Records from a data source

=== Section Start ===

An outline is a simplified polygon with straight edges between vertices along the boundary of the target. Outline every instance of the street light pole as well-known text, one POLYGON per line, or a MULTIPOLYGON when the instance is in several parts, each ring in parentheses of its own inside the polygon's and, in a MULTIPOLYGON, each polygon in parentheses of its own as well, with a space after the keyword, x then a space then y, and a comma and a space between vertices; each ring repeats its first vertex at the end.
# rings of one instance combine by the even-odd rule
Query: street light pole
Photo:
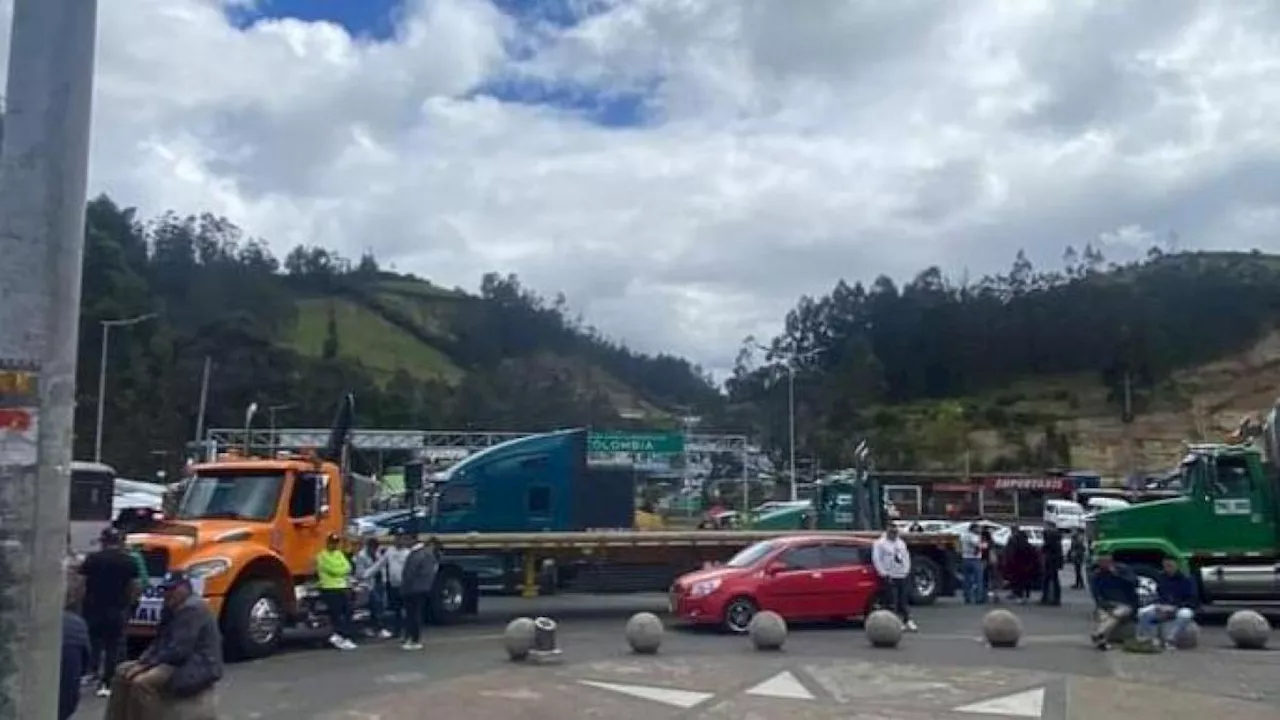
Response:
POLYGON ((276 442, 276 413, 281 410, 289 410, 291 408, 293 408, 292 403, 288 405, 268 405, 267 406, 267 417, 269 418, 268 422, 270 422, 271 424, 271 453, 273 455, 275 454, 276 450, 279 447, 279 443, 276 442))
POLYGON ((138 315, 124 320, 100 320, 102 325, 102 357, 98 358, 98 423, 93 436, 93 461, 102 462, 102 416, 107 401, 107 352, 111 347, 111 328, 137 325, 155 317, 155 313, 138 315))
POLYGON ((792 359, 787 365, 787 415, 790 418, 791 435, 791 502, 796 495, 796 364, 792 359))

=== Section End ===

▶ **Work instructions**
Repeat every entry above exactly; images stay out of the copy.

▶ **Response to the exercise**
An outline is a simplified polygon with straight edges between vertices along the boundary of the target. Outline every instance of the street light pole as well-known text, one POLYGON per line, or a MULTIPOLYGON when the instance is in several parts, each ring in parentheses of its own inside the polygon's and, in a MULTIPOLYGON, each polygon in parentheses of its own as well, with a space after the keyword, x then a space then y, and a comma and a space between vertices; each ring repeats its first vertex at the end.
# rings of one instance combine by the even-odd rule
Query: street light pole
Photo:
Response:
POLYGON ((276 442, 276 413, 281 410, 289 410, 291 408, 293 408, 292 403, 288 405, 268 405, 267 406, 267 417, 269 418, 268 422, 270 422, 271 424, 271 453, 273 455, 275 454, 276 450, 279 447, 279 443, 276 442))
POLYGON ((138 315, 124 320, 100 320, 102 325, 102 357, 98 358, 98 423, 93 436, 93 461, 102 462, 102 416, 107 401, 107 352, 111 347, 111 328, 137 325, 155 317, 155 313, 138 315))
POLYGON ((792 359, 787 365, 787 415, 790 418, 791 435, 791 502, 796 495, 796 364, 792 359))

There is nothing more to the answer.